>> Begin Raw records

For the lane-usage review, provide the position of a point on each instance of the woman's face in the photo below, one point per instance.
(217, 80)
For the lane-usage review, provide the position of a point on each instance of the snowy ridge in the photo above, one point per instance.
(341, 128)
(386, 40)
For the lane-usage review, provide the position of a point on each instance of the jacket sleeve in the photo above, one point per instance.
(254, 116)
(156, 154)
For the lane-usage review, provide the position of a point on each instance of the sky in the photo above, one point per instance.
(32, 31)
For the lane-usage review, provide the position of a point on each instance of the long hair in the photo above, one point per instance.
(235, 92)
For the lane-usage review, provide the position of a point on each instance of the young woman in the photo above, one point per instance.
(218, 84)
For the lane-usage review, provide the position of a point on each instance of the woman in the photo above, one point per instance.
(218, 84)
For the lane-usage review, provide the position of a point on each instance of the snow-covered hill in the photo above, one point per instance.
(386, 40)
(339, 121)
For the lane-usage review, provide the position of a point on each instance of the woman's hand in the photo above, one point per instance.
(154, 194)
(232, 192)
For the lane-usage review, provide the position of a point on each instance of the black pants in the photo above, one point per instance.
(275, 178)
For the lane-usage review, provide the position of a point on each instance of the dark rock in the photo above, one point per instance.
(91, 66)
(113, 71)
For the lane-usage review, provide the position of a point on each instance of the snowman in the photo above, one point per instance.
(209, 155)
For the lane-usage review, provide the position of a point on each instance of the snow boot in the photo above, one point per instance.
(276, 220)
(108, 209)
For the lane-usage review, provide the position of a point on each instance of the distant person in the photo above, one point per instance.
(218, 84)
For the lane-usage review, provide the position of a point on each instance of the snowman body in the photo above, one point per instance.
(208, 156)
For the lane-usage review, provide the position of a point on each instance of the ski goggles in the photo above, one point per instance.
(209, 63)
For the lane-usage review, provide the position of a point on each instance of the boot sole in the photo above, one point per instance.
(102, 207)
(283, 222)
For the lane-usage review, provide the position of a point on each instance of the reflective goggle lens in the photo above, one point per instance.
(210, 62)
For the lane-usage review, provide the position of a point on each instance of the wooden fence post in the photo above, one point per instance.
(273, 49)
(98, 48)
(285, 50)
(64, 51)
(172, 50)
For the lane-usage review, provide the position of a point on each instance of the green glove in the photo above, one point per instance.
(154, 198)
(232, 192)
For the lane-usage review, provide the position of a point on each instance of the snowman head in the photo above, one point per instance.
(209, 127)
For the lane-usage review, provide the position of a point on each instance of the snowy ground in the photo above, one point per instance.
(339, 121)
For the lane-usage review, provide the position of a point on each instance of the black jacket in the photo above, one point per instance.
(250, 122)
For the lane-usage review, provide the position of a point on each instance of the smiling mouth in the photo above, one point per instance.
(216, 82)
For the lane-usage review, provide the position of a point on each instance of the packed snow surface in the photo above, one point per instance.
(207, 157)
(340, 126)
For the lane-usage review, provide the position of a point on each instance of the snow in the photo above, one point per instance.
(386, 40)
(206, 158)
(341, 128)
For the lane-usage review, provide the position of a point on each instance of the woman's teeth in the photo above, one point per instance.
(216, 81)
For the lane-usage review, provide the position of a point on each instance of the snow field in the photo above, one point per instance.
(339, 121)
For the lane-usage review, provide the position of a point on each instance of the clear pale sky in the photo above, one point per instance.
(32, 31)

>> End Raw records

Prompt. Repeat the data above exactly.

The solution.
For the lane-usage review, provide the position of a point on each instance of the woman's face in the photo below, one point per instance.
(217, 80)
For the lane-usage review, provide the position of a point on each instance of the snowy ridge in the photo above, one point per instance.
(341, 128)
(386, 40)
For the lane-usage review, provide the position of a point on each instance of the jacket sleeve in the photo above, one point per instance.
(254, 116)
(156, 154)
For the lane-usage review, provide the position of a point on each instance of the sky in the photo above, one point per instance.
(32, 31)
For the lane-usage review, provide the position of a point on each instance of the long hair in the photo above, one point per instance.
(235, 92)
For the lane-usage review, provide the position of a point on each instance of the young woman in the photo above, one point per instance.
(218, 84)
For the lane-usage review, provide the position of a point on each instance of the woman in the photo above, one point per instance.
(218, 84)
For the lane-usage review, provide the position of a point on each instance of the snow-covered hill in the photo above, one point per instance.
(386, 40)
(339, 121)
For the lane-usage review, provide the position of a point on each instance of the woman's hand in the photo above, one point per instance.
(154, 194)
(232, 192)
For the lane-usage review, provide the position of a point on each instance of the black pants in the photo above, one point per instance.
(275, 178)
For the lane-usage review, provide the position of a point on each instance of the dark rock in the photo above, one point per instance.
(91, 66)
(113, 71)
For the lane-usage review, provide the position of a point on each instance of the snowman in the photo above, one point per instance.
(209, 155)
For the lane-usage review, provide the position of a point on each instance of the snow boot in the photo above, one point per instance.
(276, 220)
(108, 209)
For the lane-usage review, provide the position of a point on each instance of the distant person in the photo above, one point per instance.
(218, 84)
For the lane-usage review, provide the position of a point on each instance of the snowman body in the photo above, one point per instance.
(208, 156)
For the lane-usage review, provide the position of a point on each instance of the ski goggles in the photo above, one point per instance.
(209, 63)
For the lane-usage review, provide the position of a point on each instance of the boot sole in the photo above, one point per instance.
(102, 207)
(283, 222)
For the lane-usage review, provide the position of a point on each instance of the reflective goggle lens in the photo above, one point per instance.
(210, 62)
For the lane-usage review, provide the position of a point on each instance of the wooden fence post in the photo above, one point per instance.
(273, 49)
(98, 48)
(285, 50)
(64, 51)
(172, 50)
For the lane-usage review, provide the position of a point on each instance of the green glove in the photo above, one point per instance.
(154, 198)
(232, 192)
For the lane-usage review, provide the position of a point on each instance of the snowman head in the photo above, one point per instance.
(209, 127)
For the lane-usage review, provide the position of a point on each instance of the snowy ground in the photo above, one point per instance.
(339, 121)
For the lane-usage review, provide the position of a point on each instance of the black jacket in the photo above, one point per instance.
(250, 122)
For the lane-usage review, provide the position of a point on each instance of the smiling mouth in the photo above, one point per instance.
(216, 82)
For the lane-usage review, provide the position of a point on each instance of the packed snow surface in the photo above, one point per instance.
(207, 157)
(340, 126)
For the lane-usage review, provide the position of a point on each instance of the snow in the photo above, one point per instance.
(386, 40)
(206, 158)
(341, 128)
For the lane-usage review, provide the position of a point on each instance of the woman's teeth in the photo above, one point per instance.
(216, 81)
For the lane-usage review, provide the position of a point on each instance of the snow field in the photo above, one point per instance.
(339, 121)
For the lane-usage review, provide the position of a point on each instance of the clear pale sky in the photo above, one point per instance.
(32, 31)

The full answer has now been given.